_Порядок работы:_
Перепишите все строки данных от строки, содержащей «If you would be willing to tag the metal», до самого конца данных включительно, ничего не пропуская. Масштабируйте в них каждую координату, умножив её на 2,3 и округлив до целого числа (половины округляются в большую сторону), и не приводите никаких других строк.

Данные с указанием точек
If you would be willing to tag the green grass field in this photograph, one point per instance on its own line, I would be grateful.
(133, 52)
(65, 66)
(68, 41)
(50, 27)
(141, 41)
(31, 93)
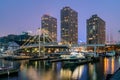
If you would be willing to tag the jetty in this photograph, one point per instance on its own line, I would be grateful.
(8, 71)
(115, 76)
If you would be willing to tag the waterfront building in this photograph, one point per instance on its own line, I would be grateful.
(69, 25)
(95, 30)
(49, 23)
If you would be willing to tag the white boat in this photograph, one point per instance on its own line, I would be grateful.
(110, 53)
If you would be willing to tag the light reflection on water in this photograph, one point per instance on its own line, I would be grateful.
(44, 70)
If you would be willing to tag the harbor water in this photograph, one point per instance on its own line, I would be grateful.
(45, 70)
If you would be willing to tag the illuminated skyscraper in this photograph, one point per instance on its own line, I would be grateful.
(49, 23)
(95, 30)
(69, 25)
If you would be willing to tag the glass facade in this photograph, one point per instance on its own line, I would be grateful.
(49, 23)
(95, 30)
(69, 25)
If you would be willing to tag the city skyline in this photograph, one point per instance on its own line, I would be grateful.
(18, 16)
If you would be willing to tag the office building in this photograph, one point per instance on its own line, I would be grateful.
(69, 25)
(95, 30)
(49, 23)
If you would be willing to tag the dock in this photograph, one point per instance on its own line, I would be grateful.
(9, 72)
(115, 76)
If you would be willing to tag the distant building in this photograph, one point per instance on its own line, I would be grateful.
(69, 25)
(96, 30)
(49, 23)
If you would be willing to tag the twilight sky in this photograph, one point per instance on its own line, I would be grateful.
(25, 15)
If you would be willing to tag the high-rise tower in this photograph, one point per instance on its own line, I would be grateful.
(95, 30)
(49, 23)
(69, 25)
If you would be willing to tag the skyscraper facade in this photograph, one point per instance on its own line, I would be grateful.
(49, 23)
(69, 25)
(95, 30)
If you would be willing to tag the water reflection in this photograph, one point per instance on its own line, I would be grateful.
(45, 70)
(109, 65)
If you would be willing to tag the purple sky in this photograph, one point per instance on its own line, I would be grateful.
(25, 15)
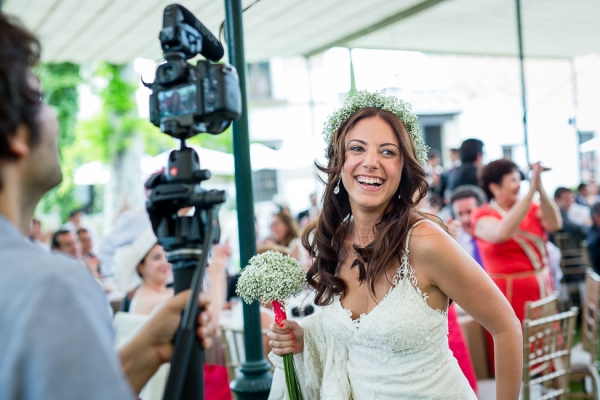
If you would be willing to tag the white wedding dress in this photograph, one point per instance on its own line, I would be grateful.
(397, 351)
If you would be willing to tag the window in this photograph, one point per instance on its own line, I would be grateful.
(259, 81)
(264, 183)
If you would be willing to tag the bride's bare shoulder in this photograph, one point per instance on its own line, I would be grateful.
(428, 235)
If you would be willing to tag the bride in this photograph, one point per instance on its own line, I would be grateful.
(384, 272)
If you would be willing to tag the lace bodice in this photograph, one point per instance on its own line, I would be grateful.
(399, 350)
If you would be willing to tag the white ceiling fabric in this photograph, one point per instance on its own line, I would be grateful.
(121, 30)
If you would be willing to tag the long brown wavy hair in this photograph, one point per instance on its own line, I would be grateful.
(324, 238)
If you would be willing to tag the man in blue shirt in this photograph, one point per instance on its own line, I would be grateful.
(56, 338)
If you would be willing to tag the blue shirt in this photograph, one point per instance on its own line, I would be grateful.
(56, 336)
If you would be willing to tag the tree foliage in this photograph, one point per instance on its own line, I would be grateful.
(105, 136)
(59, 83)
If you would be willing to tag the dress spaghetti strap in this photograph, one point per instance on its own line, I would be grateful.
(410, 231)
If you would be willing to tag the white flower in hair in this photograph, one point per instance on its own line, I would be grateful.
(364, 99)
(271, 276)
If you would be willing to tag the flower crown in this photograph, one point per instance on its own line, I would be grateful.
(364, 99)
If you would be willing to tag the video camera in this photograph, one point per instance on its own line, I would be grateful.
(188, 99)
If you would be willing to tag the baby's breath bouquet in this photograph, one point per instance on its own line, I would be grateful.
(274, 277)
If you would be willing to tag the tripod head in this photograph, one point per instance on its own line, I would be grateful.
(177, 188)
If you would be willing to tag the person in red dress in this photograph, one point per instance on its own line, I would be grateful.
(511, 234)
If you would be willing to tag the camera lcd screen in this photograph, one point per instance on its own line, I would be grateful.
(177, 101)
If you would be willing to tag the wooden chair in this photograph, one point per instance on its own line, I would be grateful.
(574, 262)
(547, 345)
(584, 368)
(541, 308)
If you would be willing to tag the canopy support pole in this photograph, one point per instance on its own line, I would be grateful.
(523, 92)
(255, 382)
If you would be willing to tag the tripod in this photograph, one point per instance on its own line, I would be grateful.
(187, 240)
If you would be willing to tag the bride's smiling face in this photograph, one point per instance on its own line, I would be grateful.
(373, 165)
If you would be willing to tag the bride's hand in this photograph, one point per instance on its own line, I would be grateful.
(286, 338)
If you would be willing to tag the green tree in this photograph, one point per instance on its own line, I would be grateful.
(59, 83)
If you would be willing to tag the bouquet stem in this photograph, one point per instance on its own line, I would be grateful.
(291, 376)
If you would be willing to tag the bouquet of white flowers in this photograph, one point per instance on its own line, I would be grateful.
(274, 277)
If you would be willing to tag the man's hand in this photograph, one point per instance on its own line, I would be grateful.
(153, 345)
(160, 330)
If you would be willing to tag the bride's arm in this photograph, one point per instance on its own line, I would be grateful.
(445, 268)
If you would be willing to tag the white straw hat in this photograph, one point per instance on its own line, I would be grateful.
(128, 257)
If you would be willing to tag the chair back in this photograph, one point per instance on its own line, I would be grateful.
(542, 308)
(590, 311)
(574, 254)
(547, 345)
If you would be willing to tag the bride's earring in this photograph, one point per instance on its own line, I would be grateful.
(337, 187)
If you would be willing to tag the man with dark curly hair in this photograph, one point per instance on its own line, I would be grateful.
(56, 338)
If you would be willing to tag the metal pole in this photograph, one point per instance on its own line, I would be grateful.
(523, 93)
(255, 382)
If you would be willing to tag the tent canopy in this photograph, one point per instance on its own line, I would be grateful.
(121, 30)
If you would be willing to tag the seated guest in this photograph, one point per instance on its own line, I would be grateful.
(593, 238)
(471, 157)
(464, 200)
(143, 267)
(583, 193)
(565, 199)
(511, 233)
(65, 244)
(35, 235)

_Выполненное задание:_
If you would be willing to tag the metal pole in this photograph, one point per instance on its own line, I would be grateful.
(1203, 214)
(587, 879)
If you would be willing to tag the tent canopy in this photograph, one point per instance on its own line, I would be grateful.
(278, 69)
If you would be willing to tag the seated guest in this photograph, one point per instance on its own line, I would be grateful.
(1364, 547)
(1083, 361)
(1067, 460)
(329, 614)
(1341, 444)
(1300, 458)
(1175, 536)
(150, 561)
(81, 541)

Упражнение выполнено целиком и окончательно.